题目：

Given a Binary Search Tree (BST), convert it to a Greater Tree such that every key of the original BST is changed to the original key plus sum of all keys greater than the original key in BST.

思路：

每个结点值加上所有比它大的结点值总和当作新的结点值。

初始化sum值 = 0

因为inorder traversal （left->root->right）结果是non decreasing 递增数列，那么逆过来right->root->left,就可以得到递减数列, 每遍历到一个结点更新sum值，并将更新后的sum值赋给当前结点，从而保证，在当前结点，所有比他大的结点都访问过了，并且sum值就是所有比他大的结点值的总合。

代码：

/**
 * Definition for a binary tree node.
 * public class TreeNode {
 *     int val;
 *     TreeNode left;
 *     TreeNode right;
 *     TreeNode() {}
 *     TreeNode(int val) { this.val = val; }
 *     TreeNode(int val, TreeNode left, TreeNode right) {
 *         this.val = val;
 *         this.left = left;
 *         this.right = right;
 *     }
 * }
 */
class Solution {
    private int sum = 0;
    
    public TreeNode convertBST(TreeNode root) {
        dfs(root);
        return root;
    }
    private void dfs(TreeNode root) {
        if(root == null) return;
        dfs(root.right);
        sum += root.val;
        root.val = sum;
        dfs(root.left);
    }
}

### 所给资料

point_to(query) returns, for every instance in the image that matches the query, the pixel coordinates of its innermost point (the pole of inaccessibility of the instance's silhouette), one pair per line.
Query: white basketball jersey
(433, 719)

### 练习目标
请根据上面关于二叉搜索树转累加树的节选回答：
1. 思路部分中，sum 的初始值是多少？
2. 思路部分给出的中序遍历顺序是什么？逆过来又是什么顺序？
3. 代码里的 dfs 方法在 root 为 null 时怎么处理？

### 任务解答
1. sum 的初始值为 0。
2. 中序遍历顺序是 left->root->right，逆过来是 right->root->left。
3. 直接返回（return）。